Problem statement
Can you quote the records below in full, word for word?
----
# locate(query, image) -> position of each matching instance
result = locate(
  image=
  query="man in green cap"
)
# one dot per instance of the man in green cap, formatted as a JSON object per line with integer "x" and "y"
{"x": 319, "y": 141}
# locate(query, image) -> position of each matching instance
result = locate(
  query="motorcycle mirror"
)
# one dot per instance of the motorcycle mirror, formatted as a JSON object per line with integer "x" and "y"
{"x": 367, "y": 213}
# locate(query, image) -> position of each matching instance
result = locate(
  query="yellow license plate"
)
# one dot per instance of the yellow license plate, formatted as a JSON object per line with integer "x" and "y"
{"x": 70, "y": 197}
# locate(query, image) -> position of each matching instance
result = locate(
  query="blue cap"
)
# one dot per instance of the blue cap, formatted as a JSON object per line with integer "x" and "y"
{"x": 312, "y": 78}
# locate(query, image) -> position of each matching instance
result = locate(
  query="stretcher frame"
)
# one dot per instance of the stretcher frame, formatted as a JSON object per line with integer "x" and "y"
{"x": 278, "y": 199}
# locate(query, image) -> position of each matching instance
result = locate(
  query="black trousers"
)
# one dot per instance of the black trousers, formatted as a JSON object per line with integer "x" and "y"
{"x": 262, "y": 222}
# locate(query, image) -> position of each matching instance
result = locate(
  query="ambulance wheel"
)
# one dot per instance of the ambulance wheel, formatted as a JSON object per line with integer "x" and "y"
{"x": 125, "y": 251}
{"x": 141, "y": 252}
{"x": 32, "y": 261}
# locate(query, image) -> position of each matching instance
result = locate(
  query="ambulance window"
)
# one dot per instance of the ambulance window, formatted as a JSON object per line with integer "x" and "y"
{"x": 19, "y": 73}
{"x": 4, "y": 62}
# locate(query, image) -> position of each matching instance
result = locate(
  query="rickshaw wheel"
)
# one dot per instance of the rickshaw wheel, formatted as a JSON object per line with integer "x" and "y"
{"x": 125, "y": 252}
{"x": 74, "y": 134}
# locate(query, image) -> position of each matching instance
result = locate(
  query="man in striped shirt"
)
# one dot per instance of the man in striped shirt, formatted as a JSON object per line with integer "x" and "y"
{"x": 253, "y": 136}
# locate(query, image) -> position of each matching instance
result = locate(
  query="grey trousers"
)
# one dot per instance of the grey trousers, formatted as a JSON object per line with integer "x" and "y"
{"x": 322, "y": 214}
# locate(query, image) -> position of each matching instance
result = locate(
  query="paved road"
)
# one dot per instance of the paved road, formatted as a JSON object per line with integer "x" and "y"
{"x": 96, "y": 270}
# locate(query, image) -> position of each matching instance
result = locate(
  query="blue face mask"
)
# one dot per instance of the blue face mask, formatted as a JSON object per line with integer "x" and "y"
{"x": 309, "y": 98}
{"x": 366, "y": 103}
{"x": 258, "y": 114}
----
The completed task
# locate(query, image) -> position of each matching instance
result = locate(
  image=
  query="man in green cap"
)
# one dot per instance of the man in green cap, formatted as a JSON object per line with integer "x" and "y"
{"x": 319, "y": 141}
# locate(query, image) -> position of each matching instance
result = locate(
  query="motorcycle mirror"
)
# one dot per instance of the motorcycle mirror, formatted as a JSON object per line with integer "x" and "y"
{"x": 367, "y": 213}
# locate(query, image) -> position of each matching instance
result = locate(
  query="yellow license plate"
)
# one dot per instance of the yellow license plate, formatted as a JSON object per line with integer "x" and "y"
{"x": 70, "y": 197}
# locate(query, image) -> position of each matching instance
result = locate(
  query="blue cap"
)
# one dot per instance of the blue cap, formatted as a JSON object per line with integer "x" and "y"
{"x": 312, "y": 78}
# locate(query, image) -> position of each matching instance
result = locate(
  query="stretcher frame"
)
# one dot per instance of the stretcher frame, formatted as a JSON object per line with integer "x" and "y"
{"x": 278, "y": 199}
# locate(query, image) -> position of each matching instance
result = locate(
  query="black trousers"
)
# one dot per instance of the black trousers, formatted as a JSON object per line with integer "x" and "y"
{"x": 262, "y": 222}
# locate(query, image) -> position of each matching instance
result = locate(
  query="ambulance wheel"
)
# one dot per instance of the ambulance wheel, formatted as a JSON object per line with integer "x" and "y"
{"x": 125, "y": 251}
{"x": 141, "y": 252}
{"x": 32, "y": 261}
# locate(query, image) -> position of each matching instance
result = locate(
  query="ambulance window"
)
# one dot per instance of the ambulance window, formatted as a JSON object per line with integer "x" and "y"
{"x": 19, "y": 73}
{"x": 4, "y": 62}
# locate(query, image) -> position of each matching instance
result = locate(
  query="rickshaw wheel"
)
# one dot per instance of the rickshaw wheel, formatted as a JSON object per line with integer "x" and "y"
{"x": 125, "y": 252}
{"x": 74, "y": 134}
# locate(query, image) -> position of each matching instance
result = locate(
  query="man in striped shirt"
)
# one dot per instance of the man in striped shirt, formatted as a JSON object per line with integer "x" and "y"
{"x": 253, "y": 136}
# locate(query, image) -> position of each matching instance
result = locate(
  query="grey trousers"
)
# one dot per instance of the grey trousers, formatted as a JSON object per line with integer "x" and "y"
{"x": 322, "y": 214}
# locate(query, image) -> position of each matching instance
result = locate(
  query="paved road"
)
# one dot per instance of the paved road, formatted as a JSON object per line with integer "x" and "y"
{"x": 96, "y": 270}
# locate(query, image) -> position of each matching instance
result = locate(
  query="blue face mask"
)
# one dot per instance of the blue face mask, formatted as a JSON object per line with integer "x" and "y"
{"x": 309, "y": 98}
{"x": 366, "y": 103}
{"x": 258, "y": 114}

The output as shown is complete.